*TEXT BLOCK*.
News From Transplant Week of March 3, 2002 / Vol. 3 No. 9

 

Study: HIV-Infected Transplant Patients Have Good Success Rate

 

Early results from a multi-center study of HIV-infected patients who received kidney and liver transplants show one-year organ and patient survival rates that are almost the same as for transplant patients who are not HIV-infected.

"With the caveats that this data is retrospective -- a prospective study is in process -- and very preliminary, we can say that the news so far is extremely good for those subjects who met the eligible subject criteria," said Dr. Peter G. Stock of the University of California, San Francisco.

The study, which looked at 41 HIV-infected patients who had received liver and kidney transplants, found that 95 percent of the kidney transplant recipients and 84 percent of liver transplants surviving nearly one year post-transplant

The United Network for Organ Sharing reports the comparable survival rates for all transplant recipients are 97.6 percent for recipients of a kidney from a living donor, 94.8 percent for recipients of cadaver kidneys, and 87.9 percent for liver recipients.

The researchers reported at the 9th Conference on Retroviruses and Opportunistic Infections that 89 percent of the transplanted kidneys and 84 percent of the transplanted livers continued to function nearly one year after transplant.

"HIV disease does not seem to be progressing at an appreciable rate post-transplant in eligible subjects -- those without a history of opportunistic infections, with relatively preserved CD4 T-cell counts, and suppressed or suppressible HIV virus," said the study's lead investigator, Dr. Michelle E. Roland of UCSF.

*TASKS FOR THIS EXERCISE*.
**1)** Copy the stretch of the HIV transplant report from "News From Transplant" through "California, San Francisco.".
**2)** Translate this sentence from the HIV transplant report into Spanish: "The researchers reported at the 9th Conference on Retroviruses and Opportunistic Infections that 89 percent of the transplanted kidneys and 84 percent of the transplanted livers continued to function nearly one year after transplant."
The listing that comes next is from a separate source and has no connection to the HIV transplant report.

*PROVIDED INFORMATION*.

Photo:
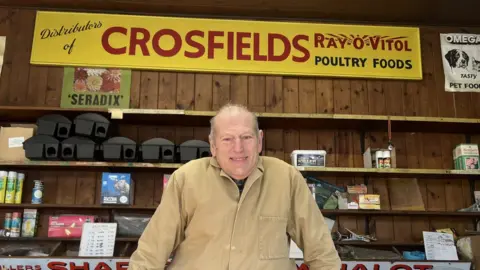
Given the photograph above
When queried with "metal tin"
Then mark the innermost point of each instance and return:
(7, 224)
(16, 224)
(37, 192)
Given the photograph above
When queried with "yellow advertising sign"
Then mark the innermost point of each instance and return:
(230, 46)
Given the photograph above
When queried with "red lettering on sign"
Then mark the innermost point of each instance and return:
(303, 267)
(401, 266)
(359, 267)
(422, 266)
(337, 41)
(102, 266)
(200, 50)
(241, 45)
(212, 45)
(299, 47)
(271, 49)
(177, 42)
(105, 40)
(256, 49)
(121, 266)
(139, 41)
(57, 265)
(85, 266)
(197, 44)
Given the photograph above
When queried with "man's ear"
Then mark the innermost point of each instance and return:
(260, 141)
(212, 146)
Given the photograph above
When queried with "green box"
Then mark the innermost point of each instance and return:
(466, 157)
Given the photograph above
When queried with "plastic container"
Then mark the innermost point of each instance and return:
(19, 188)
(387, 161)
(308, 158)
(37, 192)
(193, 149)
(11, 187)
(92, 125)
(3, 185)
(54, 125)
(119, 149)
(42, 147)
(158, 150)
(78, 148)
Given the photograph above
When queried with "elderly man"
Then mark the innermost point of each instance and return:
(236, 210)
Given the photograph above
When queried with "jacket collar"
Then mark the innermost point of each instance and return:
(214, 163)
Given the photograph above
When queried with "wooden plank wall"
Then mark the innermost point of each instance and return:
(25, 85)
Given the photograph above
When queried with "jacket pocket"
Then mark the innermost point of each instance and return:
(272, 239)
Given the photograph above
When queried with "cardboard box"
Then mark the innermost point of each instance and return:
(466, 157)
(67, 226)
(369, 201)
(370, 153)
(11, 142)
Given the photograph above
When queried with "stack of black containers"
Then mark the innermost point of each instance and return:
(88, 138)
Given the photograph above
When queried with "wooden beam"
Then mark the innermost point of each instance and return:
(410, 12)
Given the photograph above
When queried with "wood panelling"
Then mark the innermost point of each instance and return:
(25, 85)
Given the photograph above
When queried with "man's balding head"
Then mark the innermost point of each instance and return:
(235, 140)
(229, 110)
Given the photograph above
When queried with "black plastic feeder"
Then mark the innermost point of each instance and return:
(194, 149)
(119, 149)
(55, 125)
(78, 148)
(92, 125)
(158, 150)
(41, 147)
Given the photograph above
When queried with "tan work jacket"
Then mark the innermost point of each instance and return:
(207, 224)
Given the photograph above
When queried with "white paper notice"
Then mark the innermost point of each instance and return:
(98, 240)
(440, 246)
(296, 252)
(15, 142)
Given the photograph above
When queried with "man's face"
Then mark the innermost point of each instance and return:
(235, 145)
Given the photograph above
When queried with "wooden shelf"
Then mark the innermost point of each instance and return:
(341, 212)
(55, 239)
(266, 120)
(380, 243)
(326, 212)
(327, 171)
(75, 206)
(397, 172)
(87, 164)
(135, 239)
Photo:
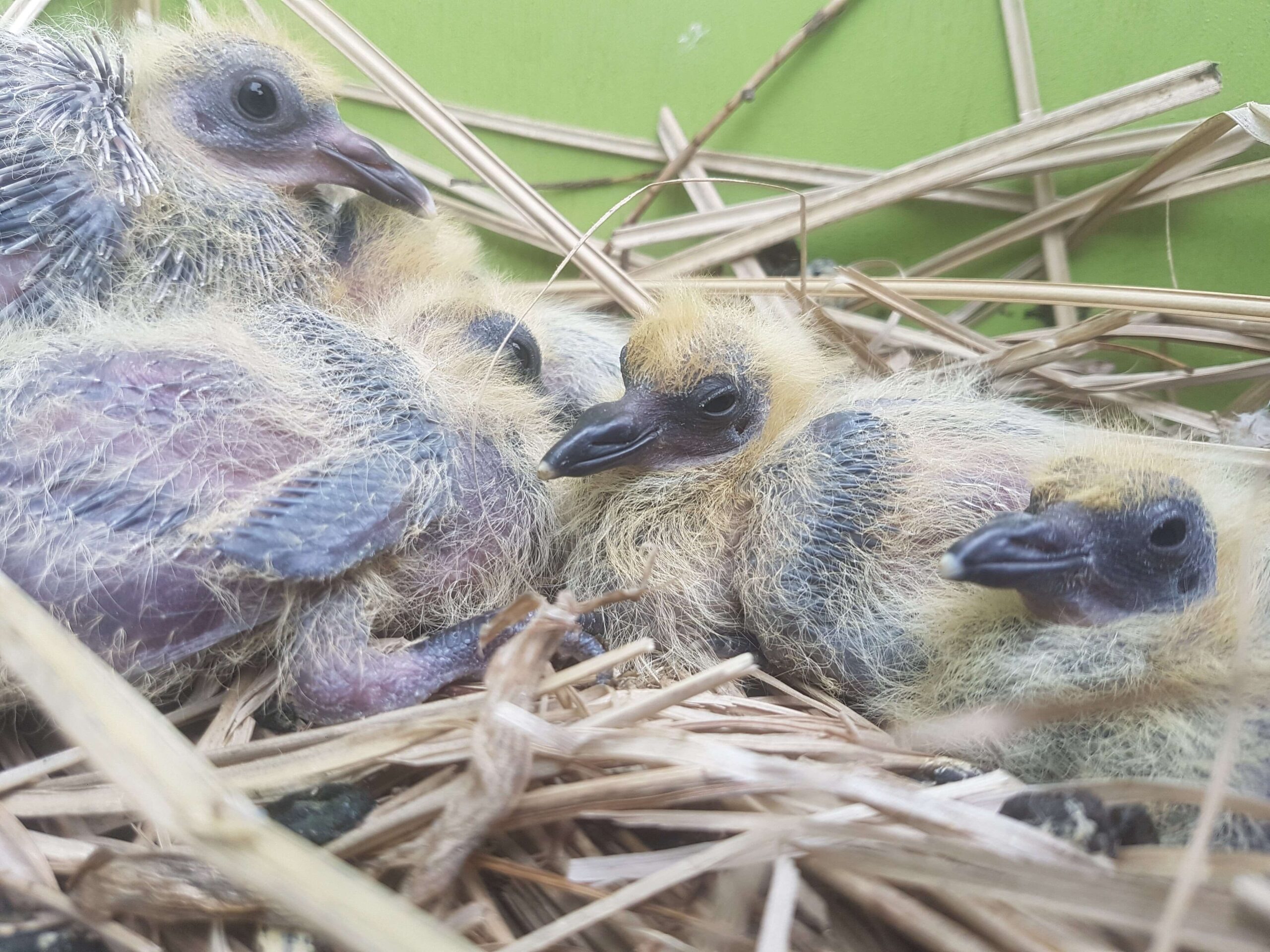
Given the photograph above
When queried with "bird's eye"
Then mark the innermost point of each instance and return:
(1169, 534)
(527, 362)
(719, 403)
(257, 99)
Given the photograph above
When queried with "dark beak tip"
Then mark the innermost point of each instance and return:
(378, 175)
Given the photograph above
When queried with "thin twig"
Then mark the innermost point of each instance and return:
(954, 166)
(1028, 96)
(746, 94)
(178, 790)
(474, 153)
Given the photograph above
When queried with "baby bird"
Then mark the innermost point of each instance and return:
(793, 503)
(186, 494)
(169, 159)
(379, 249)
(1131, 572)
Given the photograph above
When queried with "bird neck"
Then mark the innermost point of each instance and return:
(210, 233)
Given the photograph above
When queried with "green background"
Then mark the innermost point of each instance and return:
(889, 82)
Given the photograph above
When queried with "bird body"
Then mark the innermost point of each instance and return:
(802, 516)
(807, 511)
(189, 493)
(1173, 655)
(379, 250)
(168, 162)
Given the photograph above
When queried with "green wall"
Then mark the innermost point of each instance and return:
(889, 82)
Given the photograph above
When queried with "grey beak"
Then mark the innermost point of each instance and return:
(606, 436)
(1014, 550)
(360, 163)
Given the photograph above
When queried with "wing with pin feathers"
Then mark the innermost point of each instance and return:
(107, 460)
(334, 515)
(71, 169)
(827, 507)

==

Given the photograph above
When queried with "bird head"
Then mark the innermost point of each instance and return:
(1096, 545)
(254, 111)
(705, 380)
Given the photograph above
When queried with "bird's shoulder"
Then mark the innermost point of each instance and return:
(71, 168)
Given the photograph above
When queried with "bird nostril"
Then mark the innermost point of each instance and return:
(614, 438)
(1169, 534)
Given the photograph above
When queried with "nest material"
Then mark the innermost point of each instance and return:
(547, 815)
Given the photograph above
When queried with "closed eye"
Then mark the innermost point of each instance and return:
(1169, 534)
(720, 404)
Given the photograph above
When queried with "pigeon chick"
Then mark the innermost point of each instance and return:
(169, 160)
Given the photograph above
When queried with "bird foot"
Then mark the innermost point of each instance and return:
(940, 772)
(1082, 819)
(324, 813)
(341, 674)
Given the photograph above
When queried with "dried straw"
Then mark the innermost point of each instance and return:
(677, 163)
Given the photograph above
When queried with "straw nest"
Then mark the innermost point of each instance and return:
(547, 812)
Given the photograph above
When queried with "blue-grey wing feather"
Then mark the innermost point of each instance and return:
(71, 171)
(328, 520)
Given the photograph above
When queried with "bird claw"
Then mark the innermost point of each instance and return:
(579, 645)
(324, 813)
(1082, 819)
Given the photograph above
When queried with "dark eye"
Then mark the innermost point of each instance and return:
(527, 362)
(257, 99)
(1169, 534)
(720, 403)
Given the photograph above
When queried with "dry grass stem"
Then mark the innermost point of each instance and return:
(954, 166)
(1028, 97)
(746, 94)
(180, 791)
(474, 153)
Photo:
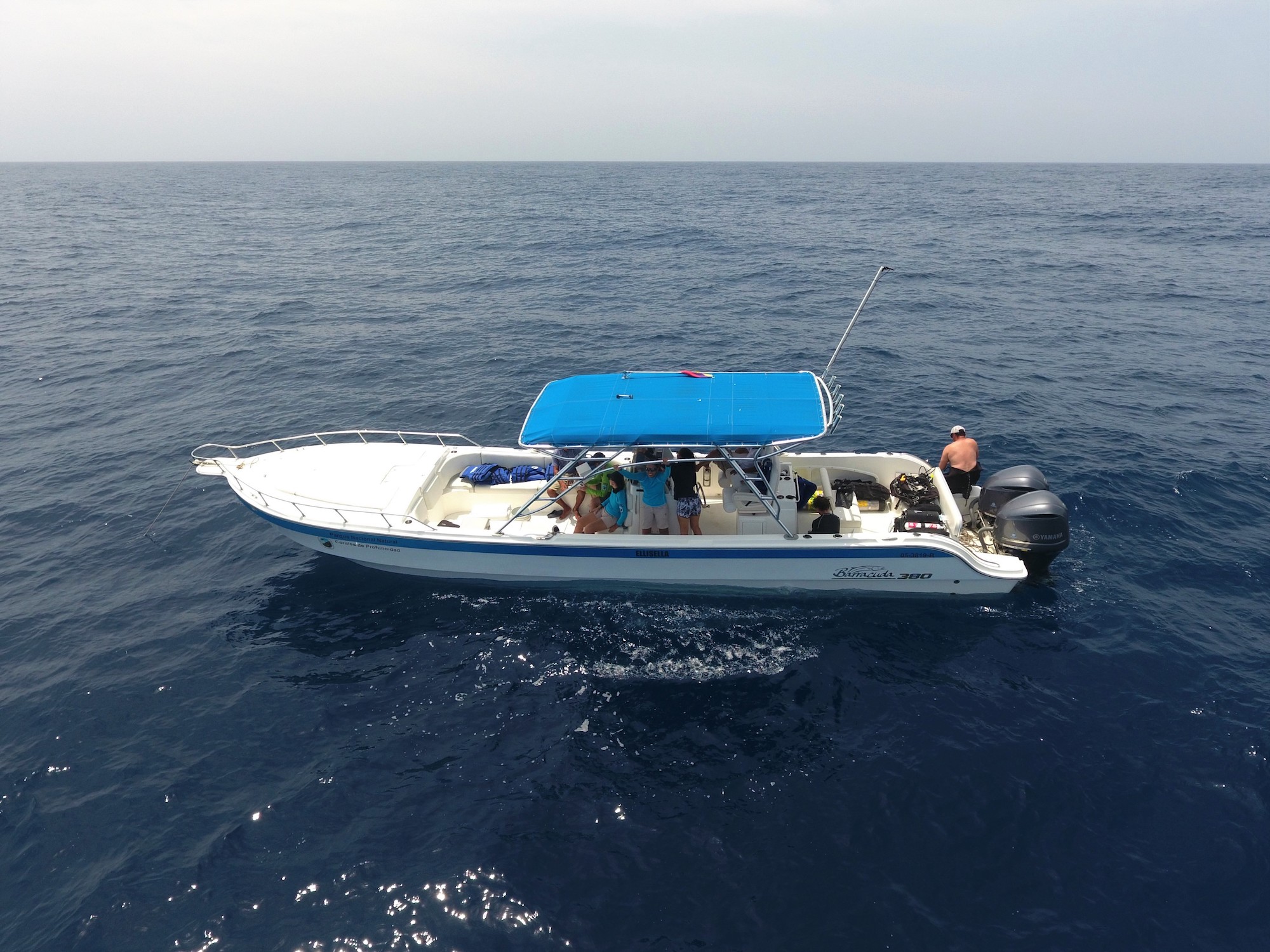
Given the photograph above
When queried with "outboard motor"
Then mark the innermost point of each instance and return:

*RESPONSES FOR EACH TASK*.
**1)**
News From Transplant Week of March 3, 2002 / Vol. 3 No. 9

 

Study: HIV-Infected Transplant Patients Have Good Success Rate

 

Early results from a multi-center study of HIV-infected patients who received kidney and liver transplants show one-year organ and patient survival rates that are almost the same as for transplant patients who are not HIV-infected.

"With the caveats that this data is retrospective -- a prospective study is in process -- and very preliminary, we can say that the news so far is extremely good for those subjects who met the eligible subject criteria," said Dr. Peter G. Stock of the University of California, San Francisco.

**2)** Los investigadores informaron en la 9.ª Conferencia sobre Retrovirus e Infecciones Oportunistas que el 89 por ciento de los riñones trasplantados y el 84 por ciento de los hígados trasplantados seguían funcionando casi un año después del trasplante.